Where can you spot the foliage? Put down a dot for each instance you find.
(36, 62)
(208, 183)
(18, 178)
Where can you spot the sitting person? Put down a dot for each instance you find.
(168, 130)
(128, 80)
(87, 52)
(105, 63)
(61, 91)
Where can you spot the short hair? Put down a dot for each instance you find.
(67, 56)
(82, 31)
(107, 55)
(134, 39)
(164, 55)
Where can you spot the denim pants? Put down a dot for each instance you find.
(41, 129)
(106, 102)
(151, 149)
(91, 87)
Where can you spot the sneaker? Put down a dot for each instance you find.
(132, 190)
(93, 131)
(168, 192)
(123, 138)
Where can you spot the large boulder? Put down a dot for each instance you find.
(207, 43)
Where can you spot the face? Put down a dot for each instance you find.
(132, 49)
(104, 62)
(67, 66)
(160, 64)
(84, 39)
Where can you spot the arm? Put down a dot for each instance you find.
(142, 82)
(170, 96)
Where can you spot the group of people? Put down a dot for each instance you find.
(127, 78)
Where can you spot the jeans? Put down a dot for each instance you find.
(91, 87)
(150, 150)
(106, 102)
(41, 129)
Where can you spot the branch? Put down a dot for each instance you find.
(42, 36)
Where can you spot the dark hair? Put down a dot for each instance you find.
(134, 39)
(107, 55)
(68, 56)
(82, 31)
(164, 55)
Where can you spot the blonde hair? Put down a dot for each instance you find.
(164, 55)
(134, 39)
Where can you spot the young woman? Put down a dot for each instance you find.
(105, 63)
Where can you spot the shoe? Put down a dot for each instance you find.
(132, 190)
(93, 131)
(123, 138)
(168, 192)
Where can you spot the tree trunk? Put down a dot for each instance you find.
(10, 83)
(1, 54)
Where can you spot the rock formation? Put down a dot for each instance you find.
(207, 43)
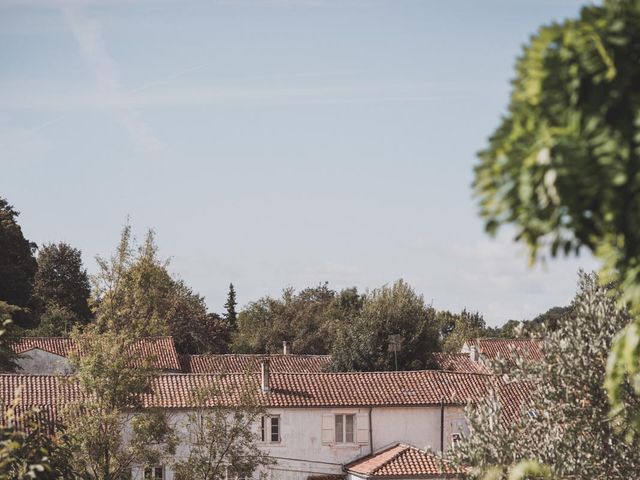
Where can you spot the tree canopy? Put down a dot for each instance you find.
(61, 287)
(17, 262)
(389, 315)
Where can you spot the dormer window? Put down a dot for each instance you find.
(270, 429)
(345, 428)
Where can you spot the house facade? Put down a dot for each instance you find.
(317, 425)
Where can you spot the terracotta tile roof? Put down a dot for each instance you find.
(401, 461)
(162, 349)
(492, 348)
(418, 388)
(458, 362)
(514, 397)
(235, 363)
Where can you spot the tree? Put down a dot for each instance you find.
(564, 423)
(17, 263)
(109, 429)
(231, 316)
(563, 167)
(363, 343)
(61, 283)
(31, 449)
(7, 337)
(134, 291)
(457, 328)
(194, 330)
(223, 440)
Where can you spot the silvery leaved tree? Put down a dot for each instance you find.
(563, 167)
(111, 431)
(563, 429)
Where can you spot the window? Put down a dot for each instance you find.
(345, 428)
(270, 429)
(154, 473)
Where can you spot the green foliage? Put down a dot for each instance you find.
(7, 336)
(61, 286)
(564, 164)
(132, 289)
(17, 263)
(362, 343)
(231, 317)
(223, 440)
(193, 329)
(29, 451)
(565, 422)
(113, 376)
(455, 329)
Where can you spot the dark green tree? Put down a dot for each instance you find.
(109, 427)
(303, 319)
(563, 166)
(193, 329)
(134, 291)
(61, 285)
(231, 316)
(564, 422)
(456, 328)
(363, 342)
(17, 263)
(7, 337)
(32, 449)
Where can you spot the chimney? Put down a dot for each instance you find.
(264, 370)
(473, 353)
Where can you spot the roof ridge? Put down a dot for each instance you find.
(404, 448)
(255, 355)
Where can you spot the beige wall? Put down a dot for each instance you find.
(303, 451)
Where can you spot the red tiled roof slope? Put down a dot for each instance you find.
(506, 348)
(419, 388)
(236, 363)
(403, 461)
(458, 362)
(162, 349)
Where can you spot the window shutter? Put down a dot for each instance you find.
(362, 425)
(328, 434)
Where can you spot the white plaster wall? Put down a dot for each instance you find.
(38, 361)
(301, 451)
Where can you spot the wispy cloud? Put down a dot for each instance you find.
(88, 35)
(142, 98)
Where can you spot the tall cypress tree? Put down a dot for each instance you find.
(17, 262)
(231, 315)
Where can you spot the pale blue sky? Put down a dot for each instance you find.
(273, 143)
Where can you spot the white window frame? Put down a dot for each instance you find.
(266, 429)
(456, 438)
(153, 470)
(341, 436)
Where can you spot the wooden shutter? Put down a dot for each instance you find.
(328, 429)
(362, 426)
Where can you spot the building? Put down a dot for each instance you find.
(317, 425)
(50, 355)
(486, 350)
(400, 461)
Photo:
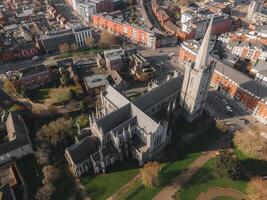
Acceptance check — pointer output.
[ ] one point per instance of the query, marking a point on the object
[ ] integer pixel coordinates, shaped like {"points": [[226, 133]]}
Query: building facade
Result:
{"points": [[18, 143], [120, 128], [197, 80], [243, 90]]}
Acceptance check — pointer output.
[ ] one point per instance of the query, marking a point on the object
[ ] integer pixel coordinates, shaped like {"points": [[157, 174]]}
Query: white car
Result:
{"points": [[229, 108]]}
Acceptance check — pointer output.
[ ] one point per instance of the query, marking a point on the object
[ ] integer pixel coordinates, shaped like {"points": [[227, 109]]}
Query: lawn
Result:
{"points": [[204, 179], [177, 159], [104, 185], [31, 173], [168, 172], [53, 96]]}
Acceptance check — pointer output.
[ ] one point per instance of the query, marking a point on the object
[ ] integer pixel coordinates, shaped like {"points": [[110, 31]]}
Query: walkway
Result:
{"points": [[212, 193], [176, 184]]}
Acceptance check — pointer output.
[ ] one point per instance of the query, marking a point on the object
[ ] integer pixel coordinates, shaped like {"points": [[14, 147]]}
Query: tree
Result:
{"points": [[226, 165], [252, 145], [89, 42], [45, 192], [257, 189], [73, 47], [9, 88], [51, 174], [24, 91], [150, 174], [83, 121], [107, 40], [64, 48], [56, 131], [83, 106], [65, 79]]}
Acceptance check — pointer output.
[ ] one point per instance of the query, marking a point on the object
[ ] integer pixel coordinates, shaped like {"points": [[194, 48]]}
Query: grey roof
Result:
{"points": [[7, 192], [114, 119], [108, 122], [95, 81], [83, 149], [115, 97], [15, 125], [155, 95], [241, 79], [260, 65]]}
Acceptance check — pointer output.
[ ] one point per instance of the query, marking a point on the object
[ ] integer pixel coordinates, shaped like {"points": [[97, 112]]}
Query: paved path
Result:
{"points": [[212, 193], [177, 182]]}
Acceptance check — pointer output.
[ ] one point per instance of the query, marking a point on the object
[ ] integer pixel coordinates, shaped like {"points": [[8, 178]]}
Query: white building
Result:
{"points": [[81, 33], [17, 143], [197, 80], [261, 77], [86, 10]]}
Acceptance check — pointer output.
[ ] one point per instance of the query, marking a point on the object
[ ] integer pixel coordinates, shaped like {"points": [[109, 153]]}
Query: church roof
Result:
{"points": [[115, 118], [83, 149], [115, 97], [155, 95]]}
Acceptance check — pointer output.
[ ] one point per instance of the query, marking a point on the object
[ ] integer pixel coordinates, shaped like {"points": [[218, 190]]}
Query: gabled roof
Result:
{"points": [[17, 129], [155, 95], [83, 149]]}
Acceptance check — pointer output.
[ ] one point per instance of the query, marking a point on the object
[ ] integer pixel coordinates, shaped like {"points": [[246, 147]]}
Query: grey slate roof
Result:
{"points": [[15, 125], [241, 79], [83, 149], [155, 95], [114, 119]]}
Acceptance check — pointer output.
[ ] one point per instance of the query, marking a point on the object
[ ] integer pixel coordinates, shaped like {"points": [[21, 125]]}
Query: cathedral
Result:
{"points": [[121, 128]]}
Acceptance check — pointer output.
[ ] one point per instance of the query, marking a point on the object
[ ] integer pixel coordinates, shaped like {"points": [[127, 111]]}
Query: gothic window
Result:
{"points": [[191, 82]]}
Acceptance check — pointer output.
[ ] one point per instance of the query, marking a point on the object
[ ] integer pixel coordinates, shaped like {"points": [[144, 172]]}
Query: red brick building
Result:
{"points": [[19, 53], [245, 91], [136, 34]]}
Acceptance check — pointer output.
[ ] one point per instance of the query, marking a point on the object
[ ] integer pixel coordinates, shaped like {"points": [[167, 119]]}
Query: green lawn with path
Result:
{"points": [[177, 161], [204, 179], [102, 186], [223, 198]]}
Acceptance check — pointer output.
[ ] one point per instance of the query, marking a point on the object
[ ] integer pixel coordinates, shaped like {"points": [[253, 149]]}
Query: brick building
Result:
{"points": [[136, 34], [245, 91], [32, 77]]}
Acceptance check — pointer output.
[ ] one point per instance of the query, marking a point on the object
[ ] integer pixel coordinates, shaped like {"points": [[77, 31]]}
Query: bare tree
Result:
{"points": [[89, 42], [73, 47], [107, 40], [45, 192], [64, 48], [9, 88], [150, 174], [257, 189], [51, 174]]}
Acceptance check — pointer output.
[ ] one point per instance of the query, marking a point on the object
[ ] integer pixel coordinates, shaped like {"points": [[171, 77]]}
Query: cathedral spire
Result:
{"points": [[203, 52]]}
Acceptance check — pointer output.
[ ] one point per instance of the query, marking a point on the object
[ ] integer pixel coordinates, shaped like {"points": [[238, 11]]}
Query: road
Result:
{"points": [[216, 104]]}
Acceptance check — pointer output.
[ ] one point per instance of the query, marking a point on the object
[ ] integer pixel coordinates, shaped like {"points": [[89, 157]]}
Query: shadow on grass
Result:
{"points": [[254, 166]]}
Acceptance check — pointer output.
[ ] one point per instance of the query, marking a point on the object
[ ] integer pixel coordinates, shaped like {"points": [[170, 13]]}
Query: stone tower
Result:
{"points": [[197, 80]]}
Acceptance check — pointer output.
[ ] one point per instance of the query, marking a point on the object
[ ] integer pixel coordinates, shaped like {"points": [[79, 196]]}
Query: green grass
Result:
{"points": [[168, 172], [31, 173], [102, 186], [255, 166], [64, 187], [176, 159], [223, 198], [204, 179]]}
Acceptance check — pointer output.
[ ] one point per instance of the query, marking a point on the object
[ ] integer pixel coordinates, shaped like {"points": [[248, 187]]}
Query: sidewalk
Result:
{"points": [[177, 182]]}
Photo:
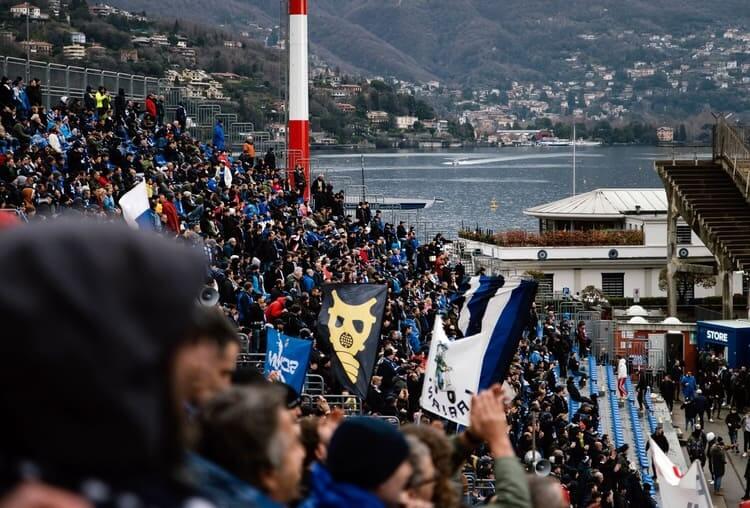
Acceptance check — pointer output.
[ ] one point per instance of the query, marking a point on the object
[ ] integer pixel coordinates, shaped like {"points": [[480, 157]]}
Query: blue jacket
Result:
{"points": [[244, 300], [327, 494], [223, 488], [219, 137]]}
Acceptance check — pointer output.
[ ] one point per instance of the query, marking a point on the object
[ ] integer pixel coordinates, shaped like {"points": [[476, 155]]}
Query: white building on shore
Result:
{"points": [[620, 270]]}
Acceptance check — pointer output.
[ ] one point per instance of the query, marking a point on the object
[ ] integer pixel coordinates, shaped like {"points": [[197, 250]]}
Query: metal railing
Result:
{"points": [[257, 360], [314, 385], [59, 80], [350, 404], [732, 147]]}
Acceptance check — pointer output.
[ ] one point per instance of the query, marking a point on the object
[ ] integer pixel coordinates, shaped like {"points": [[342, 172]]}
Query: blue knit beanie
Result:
{"points": [[365, 452]]}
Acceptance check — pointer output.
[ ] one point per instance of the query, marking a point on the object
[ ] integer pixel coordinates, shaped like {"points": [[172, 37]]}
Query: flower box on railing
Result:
{"points": [[590, 238]]}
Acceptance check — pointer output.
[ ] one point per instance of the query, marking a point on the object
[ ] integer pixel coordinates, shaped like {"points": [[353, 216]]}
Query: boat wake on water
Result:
{"points": [[477, 162]]}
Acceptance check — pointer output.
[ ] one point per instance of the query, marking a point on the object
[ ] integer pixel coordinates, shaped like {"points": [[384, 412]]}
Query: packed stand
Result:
{"points": [[267, 251]]}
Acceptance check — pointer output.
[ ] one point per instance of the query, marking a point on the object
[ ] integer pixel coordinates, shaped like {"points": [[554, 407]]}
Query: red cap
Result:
{"points": [[297, 7]]}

---*---

Show, from the records above, every line that includes "grey".

Solved exercise —
Query: grey roof
Query: grey slate roof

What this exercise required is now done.